▶ **Requirement**
Your reply should hold exactly the lines from the one that contains "of the dark" through the end of the data. Repeat them word for word.

***** Stored data *****

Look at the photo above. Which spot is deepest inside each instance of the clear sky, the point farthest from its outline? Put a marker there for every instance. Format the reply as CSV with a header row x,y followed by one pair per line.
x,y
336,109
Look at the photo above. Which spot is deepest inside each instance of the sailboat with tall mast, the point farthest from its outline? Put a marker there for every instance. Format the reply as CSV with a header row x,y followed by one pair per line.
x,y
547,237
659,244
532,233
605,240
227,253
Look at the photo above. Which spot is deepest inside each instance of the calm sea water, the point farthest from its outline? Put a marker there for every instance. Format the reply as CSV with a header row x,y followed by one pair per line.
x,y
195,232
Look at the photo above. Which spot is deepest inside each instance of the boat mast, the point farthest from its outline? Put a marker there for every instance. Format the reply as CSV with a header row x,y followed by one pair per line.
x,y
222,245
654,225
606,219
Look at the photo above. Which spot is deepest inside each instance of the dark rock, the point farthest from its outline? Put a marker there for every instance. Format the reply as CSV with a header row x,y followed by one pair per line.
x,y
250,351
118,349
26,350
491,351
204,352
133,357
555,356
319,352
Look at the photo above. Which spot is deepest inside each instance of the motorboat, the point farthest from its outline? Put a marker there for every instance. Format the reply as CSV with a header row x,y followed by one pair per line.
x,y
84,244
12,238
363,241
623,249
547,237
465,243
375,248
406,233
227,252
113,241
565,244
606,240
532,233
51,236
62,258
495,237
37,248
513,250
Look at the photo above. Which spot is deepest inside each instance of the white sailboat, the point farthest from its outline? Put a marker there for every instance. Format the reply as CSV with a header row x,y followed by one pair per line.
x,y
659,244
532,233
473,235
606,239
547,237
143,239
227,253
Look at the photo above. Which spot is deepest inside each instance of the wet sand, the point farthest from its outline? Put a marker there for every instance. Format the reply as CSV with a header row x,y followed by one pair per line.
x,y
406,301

*****

▶ **Solved exercise**
Look at the photo above. Which spot is deepest inside each instance of the dark rock, the point farthest from its outline? Put a marker there for every instance. Format the reply as CSV with a header row x,y followed by one pair per line.
x,y
250,351
118,349
26,350
491,351
204,352
133,357
555,356
319,352
Look at the photo above. Which spot is deepest inside each instance of the motorboat, the point farthest from its outline? Put a marker there for every instance. Format the reply as CSV with a header row x,y followed by one pair per line.
x,y
84,244
12,238
363,241
623,249
547,237
465,243
375,248
406,233
227,252
113,241
565,244
606,240
532,233
51,236
62,258
495,237
37,248
513,250
Look at the photo above. Which spot is deepest inside each instance of the white sailboat, the point farthest from its outline? Put a marker there for every instance. Format the reply as CSV with a header row x,y followed by one pair per line.
x,y
659,244
532,233
473,235
606,239
547,237
143,239
227,253
Look at the photo above. Which spot is deepest inside each instance of the wet sand, the point farthest from its outline? Put a marker there for every instance. Format the reply as CSV with a header row x,y followed by one pair per line.
x,y
406,301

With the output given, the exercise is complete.